*** Begin section ***
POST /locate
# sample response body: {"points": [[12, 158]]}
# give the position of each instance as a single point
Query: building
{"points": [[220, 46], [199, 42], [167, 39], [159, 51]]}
*** End section ***
» **EXERCISE GOAL**
Give the records above again in full, keeping every character unchanged.

» **RESPONSE AREA**
POST /locate
# sample response body: {"points": [[12, 158]]}
# give the position of each instance as a single point
Query: building
{"points": [[220, 46], [199, 42], [167, 39], [159, 51]]}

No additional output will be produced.